> _Text excerpt_:
● ● ● ●

My report card thus far in this era of green cool ranged from fair to outright poor. Recycler? Yes! Unless my blue boxes are full. Organic? Sometimes, if it still looks plastic and shiny. Free range? Eggs. And one $80 turkey that prevented us from eating much else last Thanksgiving.
I did a quick mental inventory of obstacles to my ecological project. Neighbour A would be a hard sell. Picture John Wayne with a leaf blower taking on fallen leaves or snow at 5 a.m. every day of the year. Equally dangerous was Neighbour B, a former military officer who, I was certain, carried out covert raids on marauding dandelions and crabgrass. How else could he maintain a lawn worthy of a golf tournament when all I ever saw him do was sweep?
The two adversaries duly noted, I pressed on.
The knee-buckling started gradually. First, the rate at which my dandelions were blooming was inversely proportional to the number of hellos I was getting from my neighbours. No worries, I told myself. I don't need the accolades that immaculately manicured foliage brings. Or the barbecues or car pooling. I'd still get invited to those shopping parties where you had to buy candles.
A few Saturday mornings into my rebirth, Neighbour A came sauntering over to "help."
"Got some nasty stuff in the shed the wife likes that you can't get at Home Depot," he said with a nod to my declining grass and a wink to me. Did I imagine it, or was he swinging his blower back and forth?
The need to modify my project took on urgency. Perhaps compromise was needed. If the weeds were visible from the street, I would gently and ethically remove them. But just a few.
I purchased what I was sure was my ace in the hole – a Fiskars Stand Up Weed Remover. This non-toxic weed-pulling pogo stick was excellent, I soon discovered, for getting rid of 1 per cent of your dandelions, 50 per cent of your lawn and 100 per cent of your patience.
To the (cynical?) refrain of "How goes the war?" I stepped and yanked while Neighbour B plucked a wayward weed (an escapee from my yard) from his emerald oasis, threw his golf clubs in his trunk and drove away with a smirk.
Forced bedrest from poor yanking technique allowed me time to consider less painful ways of evicting the nasty little lawn squatters, as I had now come to see them. Battle-weary, I limped to the front yard, spray bottle in hand. Vinegar, borax and dish soap would knock the devils out of their spindly, spreading socks. I took aim and fired. And fired and fired. Neighbour A drove by in his gas-guzzling SUV, but seemed to think better of asking about the battle.

● ● ● ●

> _Dataset excerpt_:
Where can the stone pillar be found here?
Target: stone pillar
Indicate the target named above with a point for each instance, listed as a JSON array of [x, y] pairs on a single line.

● ● ● ●

> _Tasks to perform_:
(a) Print the stretch of the lawn essay from "The two adversaries" through "back and forth?", word for word.
(b) In the lawn essay, what three ingredients are in the spray bottle used on the dandelions?

> _Solutions to the tasks_:
(a)
The two adversaries duly noted, I pressed on.
The knee-buckling started gradually. First, the rate at which my dandelions were blooming was inversely proportional to the number of hellos I was getting from my neighbours. No worries, I told myself. I don't need the accolades that immaculately manicured foliage brings. Or the barbecues or car pooling. I'd still get invited to those shopping parties where you had to buy candles.
A few Saturday mornings into my rebirth, Neighbour A came sauntering over to "help."
"Got some nasty stuff in the shed the wife likes that you can't get at Home Depot," he said with a nod to my declining grass and a wink to me. Did I imagine it, or was he swinging his blower back and forth?

(b) Vinegar, borax and dish soap.